• PROBLEM 1: Find every line in the records below that contains the word "white", and copy each of those lines.

• EXCERPT TO READ:
Theater workshop to perform short stories

This weekend, the New York Theater Workshop will perform two collections of short stories, which it has been working on during the past week.

On Friday night, the group will present three short stories written by Fanni Green who is helping to direct the play.

"The Polk Trilogy" is about Shelby, a woman, who interacts with various local town people she meets, according to a press release.

Green said yesterday that this will be the first time her stories will be put on stage.

"For me it's about explaining and talking with actors how we can bring these stories to the stage," she said. "I don't know what will finally happen when we get up there &emdash; if there will be a whole lot of movement."

Green said she is excited to put the play on with the actors from the New York Threater Workshop who recently arrived in Hanover. She said they have sat around and read the stories out to see how the characters interact.

"We are taking a look at the different parts …" she said. "We are all story tellers so we are continuing to investigate the best way to tell a story."

Green said the group will also perform two poems and one "thought" about how "a group of people behave in a Church."

Curtain call is at 8 p.m. in Faulkner Recital Hall.

The second performance, on Saturday night, is a combined effort between the actors of the workshop and students in Drama 65.

James Nicola, the group's artistic director, said he has been working with the students enrolled to produce a stage piece based on 10 short stories by Luigi Pirandello.

Nicola said the short stories are situated in Sicily and that the group researched various parts of Sicilian life.

• SUPPLIED RECORDS:
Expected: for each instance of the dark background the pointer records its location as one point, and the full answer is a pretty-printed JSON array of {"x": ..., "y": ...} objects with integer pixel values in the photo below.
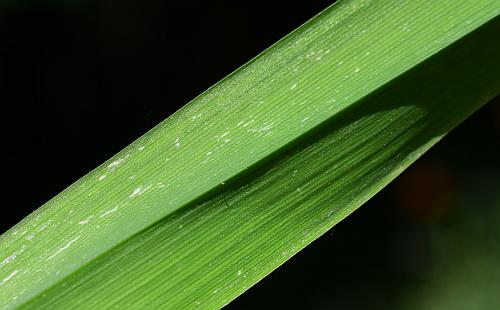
[{"x": 80, "y": 80}]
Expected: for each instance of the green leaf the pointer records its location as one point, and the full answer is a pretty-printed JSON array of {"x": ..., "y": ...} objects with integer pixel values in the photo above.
[{"x": 228, "y": 188}]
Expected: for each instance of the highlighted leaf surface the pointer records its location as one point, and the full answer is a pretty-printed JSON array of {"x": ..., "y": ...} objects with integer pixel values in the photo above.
[{"x": 257, "y": 167}]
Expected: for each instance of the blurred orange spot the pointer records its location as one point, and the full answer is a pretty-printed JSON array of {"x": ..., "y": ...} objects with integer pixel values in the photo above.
[{"x": 425, "y": 191}]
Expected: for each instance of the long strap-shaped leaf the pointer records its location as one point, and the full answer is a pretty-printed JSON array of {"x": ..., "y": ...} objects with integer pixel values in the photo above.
[{"x": 260, "y": 165}]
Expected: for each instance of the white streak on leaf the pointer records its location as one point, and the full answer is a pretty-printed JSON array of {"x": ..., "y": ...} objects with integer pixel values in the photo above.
[
  {"x": 63, "y": 248},
  {"x": 109, "y": 211},
  {"x": 8, "y": 259},
  {"x": 10, "y": 276}
]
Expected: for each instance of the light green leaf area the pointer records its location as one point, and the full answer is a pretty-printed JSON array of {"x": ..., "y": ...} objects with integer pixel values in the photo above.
[{"x": 232, "y": 185}]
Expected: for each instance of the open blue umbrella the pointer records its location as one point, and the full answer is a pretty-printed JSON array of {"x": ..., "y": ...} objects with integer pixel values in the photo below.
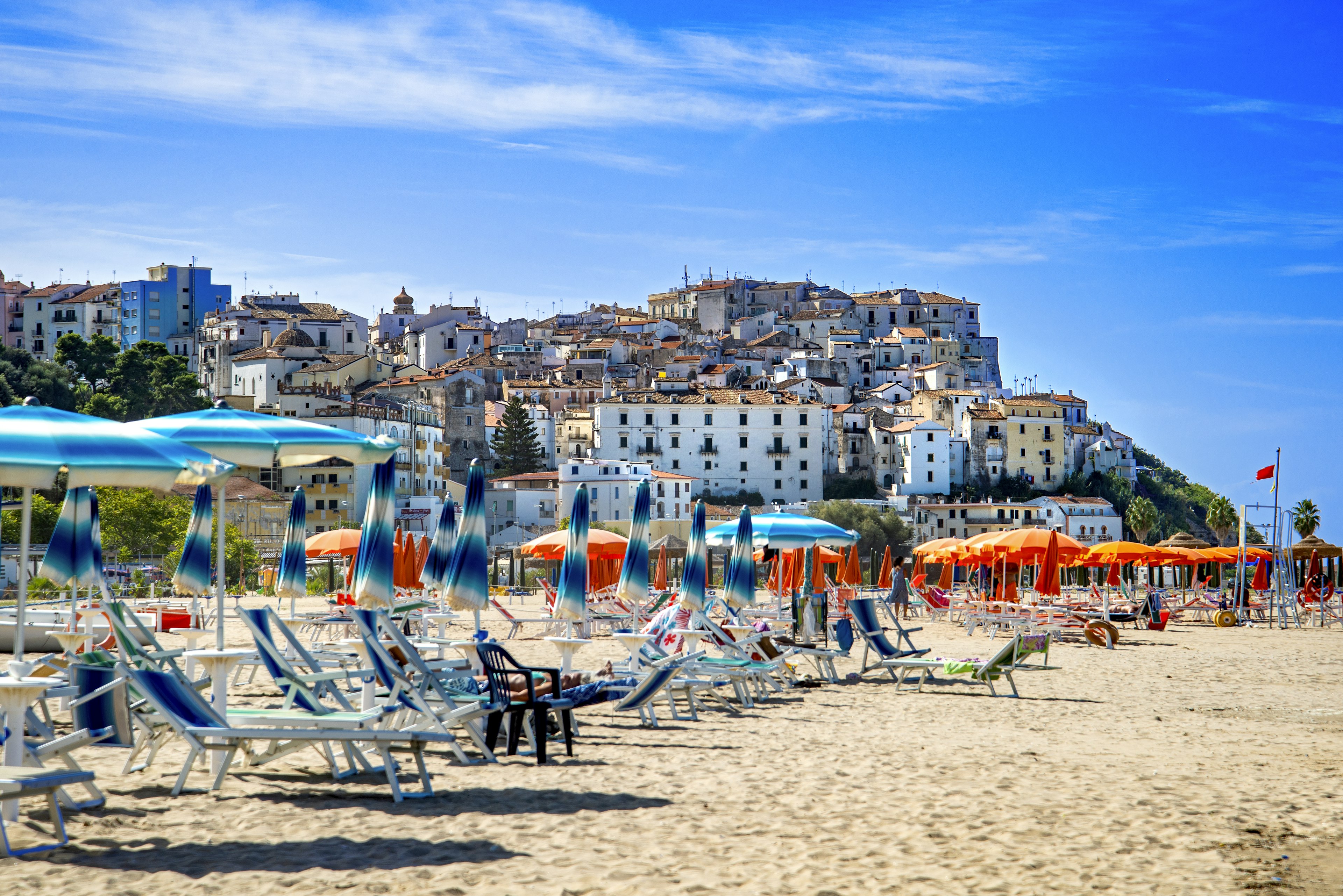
[
  {"x": 193, "y": 573},
  {"x": 374, "y": 562},
  {"x": 696, "y": 563},
  {"x": 571, "y": 594},
  {"x": 262, "y": 440},
  {"x": 785, "y": 532},
  {"x": 441, "y": 549},
  {"x": 739, "y": 581},
  {"x": 467, "y": 586},
  {"x": 40, "y": 443},
  {"x": 292, "y": 575},
  {"x": 634, "y": 573}
]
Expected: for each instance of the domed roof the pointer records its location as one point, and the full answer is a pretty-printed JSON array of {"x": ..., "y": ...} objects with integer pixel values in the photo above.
[{"x": 293, "y": 338}]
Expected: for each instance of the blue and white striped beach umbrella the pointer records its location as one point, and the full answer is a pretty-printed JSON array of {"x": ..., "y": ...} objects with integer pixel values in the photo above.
[
  {"x": 374, "y": 562},
  {"x": 696, "y": 563},
  {"x": 441, "y": 549},
  {"x": 739, "y": 581},
  {"x": 193, "y": 573},
  {"x": 70, "y": 558},
  {"x": 634, "y": 573},
  {"x": 292, "y": 575},
  {"x": 467, "y": 585},
  {"x": 571, "y": 594}
]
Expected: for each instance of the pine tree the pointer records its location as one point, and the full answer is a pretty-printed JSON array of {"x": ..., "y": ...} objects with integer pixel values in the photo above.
[{"x": 515, "y": 443}]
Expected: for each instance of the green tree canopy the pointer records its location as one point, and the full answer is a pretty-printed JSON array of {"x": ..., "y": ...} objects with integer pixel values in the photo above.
[
  {"x": 515, "y": 443},
  {"x": 875, "y": 530}
]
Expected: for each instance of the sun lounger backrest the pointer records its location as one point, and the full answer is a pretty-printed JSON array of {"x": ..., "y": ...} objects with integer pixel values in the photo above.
[
  {"x": 649, "y": 688},
  {"x": 176, "y": 699},
  {"x": 865, "y": 616},
  {"x": 109, "y": 710}
]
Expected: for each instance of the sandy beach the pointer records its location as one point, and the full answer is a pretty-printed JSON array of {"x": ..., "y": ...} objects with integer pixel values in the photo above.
[{"x": 1184, "y": 762}]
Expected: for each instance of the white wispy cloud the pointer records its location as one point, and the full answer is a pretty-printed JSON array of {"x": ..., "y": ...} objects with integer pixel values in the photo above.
[{"x": 487, "y": 68}]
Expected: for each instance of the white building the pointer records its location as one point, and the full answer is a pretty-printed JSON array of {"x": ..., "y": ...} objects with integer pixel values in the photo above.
[{"x": 730, "y": 440}]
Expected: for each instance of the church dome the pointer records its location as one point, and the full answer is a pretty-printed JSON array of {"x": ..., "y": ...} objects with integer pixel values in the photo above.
[{"x": 293, "y": 338}]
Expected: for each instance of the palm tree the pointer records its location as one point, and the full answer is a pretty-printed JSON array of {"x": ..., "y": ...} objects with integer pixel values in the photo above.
[
  {"x": 1221, "y": 518},
  {"x": 1307, "y": 518},
  {"x": 1141, "y": 518}
]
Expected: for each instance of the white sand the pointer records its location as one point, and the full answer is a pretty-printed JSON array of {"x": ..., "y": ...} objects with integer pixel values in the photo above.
[{"x": 1182, "y": 762}]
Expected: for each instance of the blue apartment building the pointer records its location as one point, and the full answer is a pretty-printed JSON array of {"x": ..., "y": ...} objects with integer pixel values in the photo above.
[{"x": 170, "y": 306}]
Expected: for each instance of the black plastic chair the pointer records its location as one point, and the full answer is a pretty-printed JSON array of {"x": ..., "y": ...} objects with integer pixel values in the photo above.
[{"x": 499, "y": 667}]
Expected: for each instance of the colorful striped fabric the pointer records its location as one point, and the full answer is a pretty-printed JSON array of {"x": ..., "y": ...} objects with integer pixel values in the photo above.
[
  {"x": 634, "y": 573},
  {"x": 193, "y": 574},
  {"x": 441, "y": 549},
  {"x": 292, "y": 575},
  {"x": 696, "y": 563},
  {"x": 70, "y": 558},
  {"x": 739, "y": 581},
  {"x": 38, "y": 443},
  {"x": 374, "y": 562},
  {"x": 571, "y": 592},
  {"x": 467, "y": 586},
  {"x": 258, "y": 440}
]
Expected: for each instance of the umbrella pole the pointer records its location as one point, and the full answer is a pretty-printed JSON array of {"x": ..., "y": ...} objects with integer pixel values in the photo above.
[{"x": 222, "y": 570}]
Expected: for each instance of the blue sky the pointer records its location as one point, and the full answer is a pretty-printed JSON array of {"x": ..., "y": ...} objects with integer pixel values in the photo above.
[{"x": 1146, "y": 201}]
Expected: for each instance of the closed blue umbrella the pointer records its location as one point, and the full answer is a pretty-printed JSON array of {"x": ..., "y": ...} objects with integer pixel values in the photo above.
[
  {"x": 441, "y": 549},
  {"x": 193, "y": 573},
  {"x": 696, "y": 563},
  {"x": 467, "y": 586},
  {"x": 571, "y": 594},
  {"x": 262, "y": 440},
  {"x": 292, "y": 575},
  {"x": 785, "y": 532},
  {"x": 374, "y": 562},
  {"x": 40, "y": 443},
  {"x": 634, "y": 573},
  {"x": 739, "y": 581}
]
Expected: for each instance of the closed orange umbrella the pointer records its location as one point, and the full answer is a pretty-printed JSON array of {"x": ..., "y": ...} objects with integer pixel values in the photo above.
[
  {"x": 1048, "y": 582},
  {"x": 887, "y": 572},
  {"x": 660, "y": 577}
]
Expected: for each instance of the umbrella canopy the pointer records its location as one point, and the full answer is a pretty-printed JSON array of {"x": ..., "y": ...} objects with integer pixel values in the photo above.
[
  {"x": 783, "y": 531},
  {"x": 1048, "y": 582},
  {"x": 571, "y": 594},
  {"x": 70, "y": 553},
  {"x": 739, "y": 581},
  {"x": 467, "y": 586},
  {"x": 374, "y": 562},
  {"x": 441, "y": 550},
  {"x": 696, "y": 557},
  {"x": 601, "y": 545},
  {"x": 193, "y": 573},
  {"x": 634, "y": 572},
  {"x": 343, "y": 542},
  {"x": 292, "y": 575},
  {"x": 660, "y": 580},
  {"x": 258, "y": 440}
]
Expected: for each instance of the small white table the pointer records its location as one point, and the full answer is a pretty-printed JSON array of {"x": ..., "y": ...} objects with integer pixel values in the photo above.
[
  {"x": 633, "y": 641},
  {"x": 569, "y": 647},
  {"x": 17, "y": 695},
  {"x": 218, "y": 665},
  {"x": 193, "y": 637}
]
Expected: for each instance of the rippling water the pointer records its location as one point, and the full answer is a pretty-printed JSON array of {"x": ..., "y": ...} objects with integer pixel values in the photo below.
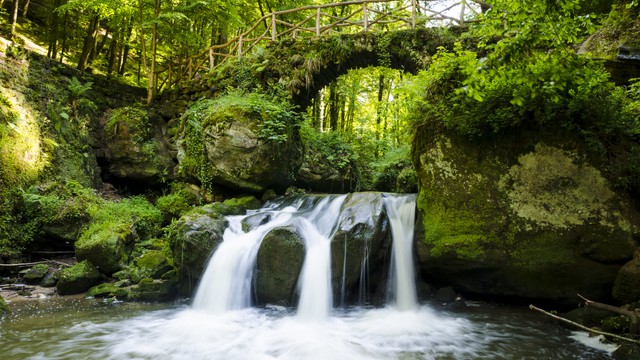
[{"x": 90, "y": 329}]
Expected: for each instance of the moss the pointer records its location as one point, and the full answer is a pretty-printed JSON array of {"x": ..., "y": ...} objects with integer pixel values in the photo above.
[
  {"x": 182, "y": 198},
  {"x": 103, "y": 290},
  {"x": 255, "y": 139},
  {"x": 620, "y": 28},
  {"x": 116, "y": 227},
  {"x": 36, "y": 274},
  {"x": 4, "y": 308},
  {"x": 78, "y": 278},
  {"x": 246, "y": 203}
]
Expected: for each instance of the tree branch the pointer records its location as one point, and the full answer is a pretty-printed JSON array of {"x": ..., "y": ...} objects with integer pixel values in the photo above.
[{"x": 584, "y": 327}]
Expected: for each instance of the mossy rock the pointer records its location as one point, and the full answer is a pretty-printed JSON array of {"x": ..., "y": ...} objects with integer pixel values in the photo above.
[
  {"x": 245, "y": 203},
  {"x": 520, "y": 217},
  {"x": 362, "y": 239},
  {"x": 78, "y": 278},
  {"x": 109, "y": 241},
  {"x": 182, "y": 199},
  {"x": 245, "y": 142},
  {"x": 36, "y": 274},
  {"x": 626, "y": 288},
  {"x": 108, "y": 290},
  {"x": 50, "y": 279},
  {"x": 192, "y": 239},
  {"x": 154, "y": 290},
  {"x": 151, "y": 264},
  {"x": 134, "y": 147},
  {"x": 278, "y": 264},
  {"x": 108, "y": 248},
  {"x": 4, "y": 308}
]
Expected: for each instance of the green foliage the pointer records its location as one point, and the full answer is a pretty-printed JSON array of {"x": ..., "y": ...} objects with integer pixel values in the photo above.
[
  {"x": 133, "y": 121},
  {"x": 328, "y": 149},
  {"x": 178, "y": 202},
  {"x": 145, "y": 218},
  {"x": 271, "y": 116},
  {"x": 394, "y": 171}
]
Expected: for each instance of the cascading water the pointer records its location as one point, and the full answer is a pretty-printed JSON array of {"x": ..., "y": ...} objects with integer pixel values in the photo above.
[
  {"x": 208, "y": 330},
  {"x": 226, "y": 283},
  {"x": 401, "y": 211}
]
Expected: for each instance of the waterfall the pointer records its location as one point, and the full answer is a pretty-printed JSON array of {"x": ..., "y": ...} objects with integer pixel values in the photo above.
[
  {"x": 227, "y": 281},
  {"x": 401, "y": 212}
]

• PROBLEM 2: Please reproduce the part of the theater workshop article from "Theater workshop to" up to and including "the past week.".

• WORKED ANSWER 1:
Expected: for each instance of the white streak on leaf the pointer records its location as one point, and the full answer is a pretty-printed JSON array of {"x": ..., "y": ...} objects with integer pixel values in the photo above.
Expected: for each instance of the blue and white striped beach umbrella the pointer records its location as one point, and the full answer is a pretty-printed JSON array of {"x": ..., "y": ...} objects with integer pixel values in the photo above.
Expected: for each instance of the white wispy cloud the pointer records its location as one point, and the full answer is a pretty-printed JSON array of {"x": ..., "y": ...} objects with integer pixel values in the photo above.
Expected: for each instance of the white building the pointer records its location as one point, and the full answer is a pretty-printed JSON array of {"x": ..., "y": ...} objects with integer pixel values in the photo above.
Expected: for each instance of the white sand the pointer records its location as one point, and the full answer is a pretty-printed JSON array of {"x": ..., "y": ...} objects with integer pixel values in the photo above.
Expected: for each instance of the small white table the pointer records its location as one point, and the full answer is a pretty-printed JSON array of {"x": ..., "y": ...} objects with integer pixel values in the photo above.

• WORKED ANSWER 2:
Theater workshop to perform short stories

This weekend, the New York Theater Workshop will perform two collections of short stories, which it has been working on during the past week.